> [Text]
FP16 (half precision)	16	0.5x FP32	Half memory, less precise, smaller numerical range than FP32.
FP64 (double precision)	64	2x FP32	More precision than FP32. Rare in LLM training.
BF16 (brain float 16)	16	0.5x FP32	Same memory as FP16; bits divided differently (more exponent, fewer mantissa). FP32-like range. Preferred over FP16 for training large models.

What you save

Lever	Detail
Memory per parameter	Each step down in precision halves storage. 70B-parameter model: 280 GB in FP32, 140 GB in FP16, 70 GB in FP8/INT8.
Compute throughput	Lecturer’s anchor: FP64 at 34 teraflops, FP32 doubling, lower precisions continuing. Each step down ≈ 2x speedup.
Both stack	Smaller and faster on the same hardware.

Quantization (post-training)

Train at high precision (typically FP32 or BF16).
Convert weights to lower precision before deploying.
Hope that the rounding error does not change behavior noticeably.

Step	Difficulty
FP32 → FP16 / BF16	Usually essentially free for modern LLMs
FP32 → FP8	Requires more care; calibration helps
FP32 → INT8	Common for inference on consumer hardware
FP32 → INT4	Aggressive; sometimes degrades long-form reasoning or math

Mixed precision training (during training)

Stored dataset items
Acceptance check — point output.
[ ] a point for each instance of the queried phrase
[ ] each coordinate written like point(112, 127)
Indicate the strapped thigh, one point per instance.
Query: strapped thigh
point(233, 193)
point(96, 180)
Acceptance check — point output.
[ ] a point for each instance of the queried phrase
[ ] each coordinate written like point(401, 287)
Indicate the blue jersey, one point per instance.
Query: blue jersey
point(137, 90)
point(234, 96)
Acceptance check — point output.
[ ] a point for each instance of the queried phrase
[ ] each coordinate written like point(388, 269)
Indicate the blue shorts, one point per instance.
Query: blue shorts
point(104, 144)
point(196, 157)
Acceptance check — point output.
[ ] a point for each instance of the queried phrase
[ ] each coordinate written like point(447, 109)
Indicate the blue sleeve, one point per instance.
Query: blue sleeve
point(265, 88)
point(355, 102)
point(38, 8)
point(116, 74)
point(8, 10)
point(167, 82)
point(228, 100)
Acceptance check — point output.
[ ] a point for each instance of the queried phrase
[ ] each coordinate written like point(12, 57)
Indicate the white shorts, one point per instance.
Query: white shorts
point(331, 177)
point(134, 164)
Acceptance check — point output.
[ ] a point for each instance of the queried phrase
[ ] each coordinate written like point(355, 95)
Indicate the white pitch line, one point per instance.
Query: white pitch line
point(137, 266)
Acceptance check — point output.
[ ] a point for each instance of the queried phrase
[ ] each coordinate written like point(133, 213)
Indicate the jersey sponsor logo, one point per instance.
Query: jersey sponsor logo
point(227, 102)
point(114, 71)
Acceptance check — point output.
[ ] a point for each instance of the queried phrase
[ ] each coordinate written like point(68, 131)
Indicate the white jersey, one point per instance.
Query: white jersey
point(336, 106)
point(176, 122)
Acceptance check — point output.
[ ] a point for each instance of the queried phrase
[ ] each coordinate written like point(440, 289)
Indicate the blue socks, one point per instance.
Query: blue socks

> [Brief 1] Using the precision-formats text, explain why the 70B-parameter model needs 140 GB in FP16 but 280 GB in FP32.
> [Brief 2] In the precision-formats text, what compute figure does the lecturer's anchor give for FP64?
> [Brief 3] Please resume the precision-formats text after the heading "Mixed precision training (during training)".

> [Task output 1] Each step down in precision halves storage. FP16 uses 16 bits per parameter, half of FP32's 32, so the model's 280 GB in FP32 becomes 140 GB in FP16.

> [Task output 2] 34 teraflops.

> [Task output 3]
Master copy of weights:           FP32  (precision protects against drift)
Forward + backward pass ops:      FP16  (data is noisy; tolerates rounding)
Weight update arithmetic:         FP32  (so the update itself is precise)

The asymmetry has a clean intuition. Weights accumulate over training; precision errors compound across millions of steps. Activations and gradients are temporary (recomputed each step) and the underlying data is itself statistically noisy, so they can tolerate the noise.

Result per the original paper: not noticeably degraded performance, substantial memory savings, faster training.

Why this matters when you use AI

Phenomenon	What it tells you
Model running on a laptop or phone	Almost certainly quantized below FP16 (often INT8 or INT4). FP32 would not fit.
Locally-downloaded quantized model behaves differently from the hosted version	Precision side of “same model” not actually being the same artifact.
A quantized model “feels dumber” on hard tasks	Aggressive low-precision (INT4 and below) sometimes degrades long arithmetic and careful reasoning more than other capabilities.
Press release citing FP8 / BF16 / INT4 support	The bytes-per-number side of training and deployment economics.

Pitfalls to dodge

Pitfall	Reality
FP16 and BF16 are interchangeable	Same memory footprint, different bit allocation. BF16 has FP32’s exponent range; FP16 does not. BF16 is more robust at scale.
Mixed precision means each layer is at a different precision	No. Mixed precision means some operations (forward / backward arithmetic) run in low precision while master weight storage and weight updates run in high precision. Same parameter exists at multiple precisions during one step.
Quantization always works	Often it works at FP32 → FP16. Below that, results depend on the model. INT4 quantization that works for a strong frontier model may noticeably degrade a smaller one.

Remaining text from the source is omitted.